# Task details
Copy the passage of the map extraction text between "Create a new values" and "newly created field.", inclusive, with "newly created field" changed to "new field".

# Page excerpt
Extract all nested keys or values in a map

When a top-level field in your data is a map of multiple key-value pairs, you can get a list of all the nested keys or all the nested values within this top-level field by using the map_keys and map_values scalar functions.

  1. From the Data Pipeline Canvas view, and then click the + icon at the position on your pipeline where you want to extract data from and choose Eval from the function picker.
  2. In the View Configurations tab of the Eval function, enter the following SPL2 expression depending on which information you want to extract:
    Information to extract SPL2 expression Output
    Keys
    keys = map_keys(field_name)
    Create a new keys top-level field containing the list of keys extracted from the top-level field you pass in.
    Values
    values = map_values(field_name)
    Create a new values top-level field containing the list of values extracted from the top-level field you pass in.
  3. In the View Configurations tab of the Eval function, click Update to update the records with the newly created field.
  4. Click Start Preview, and then click the Eval function to make sure it's working as expected. Here's an example of what your data might look like:
    SPL2 example Data example Function output
     ... | eval keys = map_keys(attributes)
    { 
        body: { 
            name: "mem.util",
            unit: "gigabytes",
            type: "g",
            value: 20,
            dimensions: {
                InstanceId: "i-065d598370ac25b90",
                Region: "us-west-1"
            }
        },
        source_type: "aws:cloudwatch",
        kind: "metric",
        attributes: { 
            default_unit: "gigabytes",
            default_type: "g",
            _splunk_connection_id: "rest_api:all"
        }
    }
    A new top-level field is added to the data schema:
    keys: [
           "default_unit",
           "default_type",
           "_splunk_connection_id"
        ]
    
     ... | eval values = map_values(attributes)
    A new top-level field is added to the data schema:
    values: [
           "gigabytes",
           "g",
           "rest_api:all"
        ]
    

Extract an element from a list using bracket notation

You can extract an element from a list using bracket notation. In the following example, we'll extract the first element in the body field.

  1. From the Data Pipelines Canvas view, click the + icon at the position on your pipeline where you want to extract data from, and then choose Eval from the function list.

# Dataset content

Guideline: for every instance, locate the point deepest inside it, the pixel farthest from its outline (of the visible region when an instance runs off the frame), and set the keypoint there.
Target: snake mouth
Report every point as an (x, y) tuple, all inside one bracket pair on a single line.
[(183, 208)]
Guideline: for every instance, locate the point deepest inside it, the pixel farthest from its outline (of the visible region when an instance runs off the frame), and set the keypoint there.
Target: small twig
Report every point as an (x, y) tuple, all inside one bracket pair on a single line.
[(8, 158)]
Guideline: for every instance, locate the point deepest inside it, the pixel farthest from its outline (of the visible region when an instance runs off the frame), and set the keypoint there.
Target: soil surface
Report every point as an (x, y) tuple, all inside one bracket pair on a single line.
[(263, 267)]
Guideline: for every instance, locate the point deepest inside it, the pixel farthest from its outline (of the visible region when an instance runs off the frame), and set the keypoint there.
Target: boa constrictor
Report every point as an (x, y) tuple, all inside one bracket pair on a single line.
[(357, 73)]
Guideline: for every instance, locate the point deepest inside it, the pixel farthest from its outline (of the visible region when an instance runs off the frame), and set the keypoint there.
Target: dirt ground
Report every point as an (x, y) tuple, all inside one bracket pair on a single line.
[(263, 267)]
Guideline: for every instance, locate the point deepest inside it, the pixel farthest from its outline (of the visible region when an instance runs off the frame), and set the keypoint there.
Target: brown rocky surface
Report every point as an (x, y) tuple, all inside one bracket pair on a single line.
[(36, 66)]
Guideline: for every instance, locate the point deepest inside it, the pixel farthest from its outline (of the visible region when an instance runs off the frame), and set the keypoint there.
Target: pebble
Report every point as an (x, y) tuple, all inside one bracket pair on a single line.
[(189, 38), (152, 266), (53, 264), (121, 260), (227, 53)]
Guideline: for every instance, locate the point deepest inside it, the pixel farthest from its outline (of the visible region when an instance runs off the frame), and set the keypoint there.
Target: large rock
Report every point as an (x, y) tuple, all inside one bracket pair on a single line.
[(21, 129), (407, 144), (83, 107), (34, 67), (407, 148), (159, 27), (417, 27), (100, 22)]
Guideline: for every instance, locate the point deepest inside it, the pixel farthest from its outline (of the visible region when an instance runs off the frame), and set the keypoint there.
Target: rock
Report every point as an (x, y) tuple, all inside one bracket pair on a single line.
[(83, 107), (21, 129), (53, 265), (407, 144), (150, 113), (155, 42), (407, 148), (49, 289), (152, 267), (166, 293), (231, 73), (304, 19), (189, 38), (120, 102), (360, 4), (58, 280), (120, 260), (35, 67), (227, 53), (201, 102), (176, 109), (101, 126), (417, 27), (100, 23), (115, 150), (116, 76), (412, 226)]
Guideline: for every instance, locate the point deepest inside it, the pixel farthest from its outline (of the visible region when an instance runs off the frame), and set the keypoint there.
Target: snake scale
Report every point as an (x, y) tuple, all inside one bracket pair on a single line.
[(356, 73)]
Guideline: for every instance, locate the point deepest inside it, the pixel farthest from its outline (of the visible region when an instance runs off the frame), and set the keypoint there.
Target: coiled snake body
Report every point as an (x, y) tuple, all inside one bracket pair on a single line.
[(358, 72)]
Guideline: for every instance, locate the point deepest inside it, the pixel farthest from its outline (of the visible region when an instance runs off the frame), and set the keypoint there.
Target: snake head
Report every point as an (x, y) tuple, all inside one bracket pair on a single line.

# Complete response
Create a new values top-level field containing the list of values extracted from the top-level field you pass in.
  3. In the View Configurations tab of the Eval function, click Update to update the records with the new field.